[Begin]

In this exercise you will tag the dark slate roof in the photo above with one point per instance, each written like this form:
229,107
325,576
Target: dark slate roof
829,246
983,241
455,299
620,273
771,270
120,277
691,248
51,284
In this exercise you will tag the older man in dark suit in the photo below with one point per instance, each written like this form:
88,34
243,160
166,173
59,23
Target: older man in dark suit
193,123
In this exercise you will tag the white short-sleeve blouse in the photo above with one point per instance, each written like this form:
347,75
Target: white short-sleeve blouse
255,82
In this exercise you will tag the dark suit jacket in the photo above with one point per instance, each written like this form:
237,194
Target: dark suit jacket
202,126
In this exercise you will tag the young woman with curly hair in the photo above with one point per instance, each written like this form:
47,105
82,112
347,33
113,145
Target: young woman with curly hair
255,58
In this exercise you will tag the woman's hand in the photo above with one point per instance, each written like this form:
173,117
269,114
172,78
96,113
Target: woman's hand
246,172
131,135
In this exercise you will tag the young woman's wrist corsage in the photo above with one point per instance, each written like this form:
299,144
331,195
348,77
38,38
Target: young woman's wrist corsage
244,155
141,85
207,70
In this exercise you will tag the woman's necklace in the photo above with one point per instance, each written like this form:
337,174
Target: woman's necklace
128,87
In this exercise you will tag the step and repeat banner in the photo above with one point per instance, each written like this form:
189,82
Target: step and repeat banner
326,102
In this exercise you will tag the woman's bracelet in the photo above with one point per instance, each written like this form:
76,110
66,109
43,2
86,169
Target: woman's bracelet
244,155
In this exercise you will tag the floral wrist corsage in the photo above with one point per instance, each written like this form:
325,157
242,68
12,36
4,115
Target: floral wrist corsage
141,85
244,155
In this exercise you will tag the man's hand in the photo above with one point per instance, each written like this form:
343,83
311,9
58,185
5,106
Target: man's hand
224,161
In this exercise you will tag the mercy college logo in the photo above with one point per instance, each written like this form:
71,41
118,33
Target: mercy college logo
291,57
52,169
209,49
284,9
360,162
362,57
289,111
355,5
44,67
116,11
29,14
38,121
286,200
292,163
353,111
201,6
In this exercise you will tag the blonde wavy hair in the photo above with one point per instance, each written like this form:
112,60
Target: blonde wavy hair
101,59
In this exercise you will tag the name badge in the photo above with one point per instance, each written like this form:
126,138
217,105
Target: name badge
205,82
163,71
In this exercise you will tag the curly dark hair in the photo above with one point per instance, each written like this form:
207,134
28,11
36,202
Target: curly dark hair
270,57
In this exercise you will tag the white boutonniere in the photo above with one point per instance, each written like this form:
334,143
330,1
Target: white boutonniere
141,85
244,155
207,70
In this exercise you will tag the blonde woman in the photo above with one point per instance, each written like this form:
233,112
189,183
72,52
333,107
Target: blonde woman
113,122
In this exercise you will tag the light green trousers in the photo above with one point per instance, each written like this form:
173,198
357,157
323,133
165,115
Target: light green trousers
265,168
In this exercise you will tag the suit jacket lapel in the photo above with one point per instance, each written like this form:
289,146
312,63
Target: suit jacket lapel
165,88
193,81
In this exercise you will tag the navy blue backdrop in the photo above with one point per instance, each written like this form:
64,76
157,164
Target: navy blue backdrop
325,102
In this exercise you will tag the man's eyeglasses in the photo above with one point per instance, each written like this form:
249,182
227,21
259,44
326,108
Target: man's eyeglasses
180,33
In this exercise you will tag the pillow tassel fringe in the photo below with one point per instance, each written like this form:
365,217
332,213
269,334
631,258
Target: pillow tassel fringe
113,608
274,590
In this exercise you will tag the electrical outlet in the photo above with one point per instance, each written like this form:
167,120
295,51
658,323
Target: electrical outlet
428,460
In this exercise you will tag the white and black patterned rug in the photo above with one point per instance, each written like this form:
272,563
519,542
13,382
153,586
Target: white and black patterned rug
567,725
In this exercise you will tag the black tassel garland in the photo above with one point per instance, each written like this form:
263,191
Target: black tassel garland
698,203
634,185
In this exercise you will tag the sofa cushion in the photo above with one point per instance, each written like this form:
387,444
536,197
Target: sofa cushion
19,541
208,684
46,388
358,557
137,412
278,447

[End]

_WRITTEN INSTRUCTION_
Rewrite the rows from the line containing "In this exercise you will tag the white and" through the last row, changing "sofa cushion" to "couch pillow" and leaving everything else unchanged.

_EXERCISE SOLUTION_
In this exercise you will tag the white and black patterned rug in the photo above with one point per instance, each written like this form:
272,563
519,542
13,382
153,586
Target: white and black patterned rug
567,725
In this exercise you will tag the black tassel garland in the photo above with one point per instance, each written like this form:
263,191
Target: black tassel garland
698,203
634,185
In this exercise you will tag the couch pillow in the photo above with one point per instance, each written like this form:
387,444
536,197
Target: couch pillow
19,541
208,684
46,388
358,557
137,412
278,447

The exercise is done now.